- [QUOTED TEXT]:
----------

Boston Lightship/LV-118 anchored on station, 1962-72, 6-1/4 miles east-southeast of Boston Light.
Upon decommissioning by the U.S. Coast Guard, she was donated to the Lewes Historical Society (presently owned by the Overfalls Foundation) and renamed OVERFALLS, because Overfalls Lightship Station was the closest to Lewes. The community of Lewes, in conjunction with the Overfalls Foundation, takes great pride in their lightship museum and beautiful maritime park, built around the historic lightship.

Boston Lightship/WLV-189 weighing anchor for the last time as a commissioned USCG lightship, 1975. The Large Navigational Buoy (LNB) anchored in the foreground, was the new replacement for lightships as they were phased out. LNB's buoy stations were identified with a single alphabet font or acronym (i.e., "B" for Boston, "SF" for San Francisco, etc.). Introduced in 1967, LNBs were moored in open water at approaches to certain major seacoast ports and monitored from shore stations by radio signals. These 40-foot diameter buoys displayed lights from heights of about 36 feet above the water. Emergency lights automatically energized if the main light was extinguished. Some of these buoys may also have had a radio beacon and sound signals. LNBs were eventually phased out and replaced with smaller, more conventional navigational buoys, still maintained by the USCG.

----------

Some records
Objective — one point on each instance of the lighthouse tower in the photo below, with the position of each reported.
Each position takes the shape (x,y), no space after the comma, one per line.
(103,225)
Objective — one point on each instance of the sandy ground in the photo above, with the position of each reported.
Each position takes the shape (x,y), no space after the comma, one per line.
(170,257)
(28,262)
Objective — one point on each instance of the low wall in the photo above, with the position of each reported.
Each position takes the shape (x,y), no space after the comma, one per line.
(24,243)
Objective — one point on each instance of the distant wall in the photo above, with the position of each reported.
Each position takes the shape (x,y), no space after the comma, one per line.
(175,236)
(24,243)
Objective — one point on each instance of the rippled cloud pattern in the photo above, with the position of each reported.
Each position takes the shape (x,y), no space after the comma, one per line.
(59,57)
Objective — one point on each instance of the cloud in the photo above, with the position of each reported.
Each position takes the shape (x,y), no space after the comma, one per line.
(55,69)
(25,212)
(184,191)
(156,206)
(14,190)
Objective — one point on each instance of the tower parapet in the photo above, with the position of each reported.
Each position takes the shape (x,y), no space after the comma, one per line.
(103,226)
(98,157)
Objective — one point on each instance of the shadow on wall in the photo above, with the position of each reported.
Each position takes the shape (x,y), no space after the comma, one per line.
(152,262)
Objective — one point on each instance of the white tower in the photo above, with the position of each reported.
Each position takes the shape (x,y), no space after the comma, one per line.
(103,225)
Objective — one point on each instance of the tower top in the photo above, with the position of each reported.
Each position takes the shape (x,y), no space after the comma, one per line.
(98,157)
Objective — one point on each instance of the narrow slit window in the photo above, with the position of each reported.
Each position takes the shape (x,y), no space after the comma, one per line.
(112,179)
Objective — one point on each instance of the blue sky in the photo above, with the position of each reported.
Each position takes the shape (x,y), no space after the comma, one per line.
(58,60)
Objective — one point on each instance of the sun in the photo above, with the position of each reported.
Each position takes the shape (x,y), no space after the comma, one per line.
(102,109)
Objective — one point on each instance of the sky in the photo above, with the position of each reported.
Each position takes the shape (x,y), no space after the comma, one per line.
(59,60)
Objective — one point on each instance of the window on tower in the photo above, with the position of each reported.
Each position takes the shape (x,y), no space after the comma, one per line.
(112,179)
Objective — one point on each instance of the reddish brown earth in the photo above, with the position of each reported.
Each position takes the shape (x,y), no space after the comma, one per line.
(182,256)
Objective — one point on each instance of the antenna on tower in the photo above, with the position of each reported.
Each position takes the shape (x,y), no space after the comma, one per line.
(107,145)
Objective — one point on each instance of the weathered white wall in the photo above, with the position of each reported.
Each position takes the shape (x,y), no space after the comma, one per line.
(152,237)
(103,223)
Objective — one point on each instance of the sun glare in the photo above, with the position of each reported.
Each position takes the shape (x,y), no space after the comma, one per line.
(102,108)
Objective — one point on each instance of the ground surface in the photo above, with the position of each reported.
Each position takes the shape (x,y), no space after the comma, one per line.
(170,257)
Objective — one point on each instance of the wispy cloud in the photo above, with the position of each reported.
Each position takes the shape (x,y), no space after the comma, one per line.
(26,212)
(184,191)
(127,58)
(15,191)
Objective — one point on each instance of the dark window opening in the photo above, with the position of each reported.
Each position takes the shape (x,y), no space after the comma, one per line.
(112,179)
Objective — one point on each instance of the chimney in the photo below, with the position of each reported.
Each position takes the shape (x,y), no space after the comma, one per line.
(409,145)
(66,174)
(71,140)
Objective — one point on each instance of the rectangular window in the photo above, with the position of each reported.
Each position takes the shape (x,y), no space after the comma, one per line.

----------

- [WHAT YOU HAVE TO DO]: Name every organization mentioned in the text about the Boston lightships.

- [RESULT BELOW]:
U.S. Coast Guard (USCG)
Lewes Historical Society
Overfalls Foundation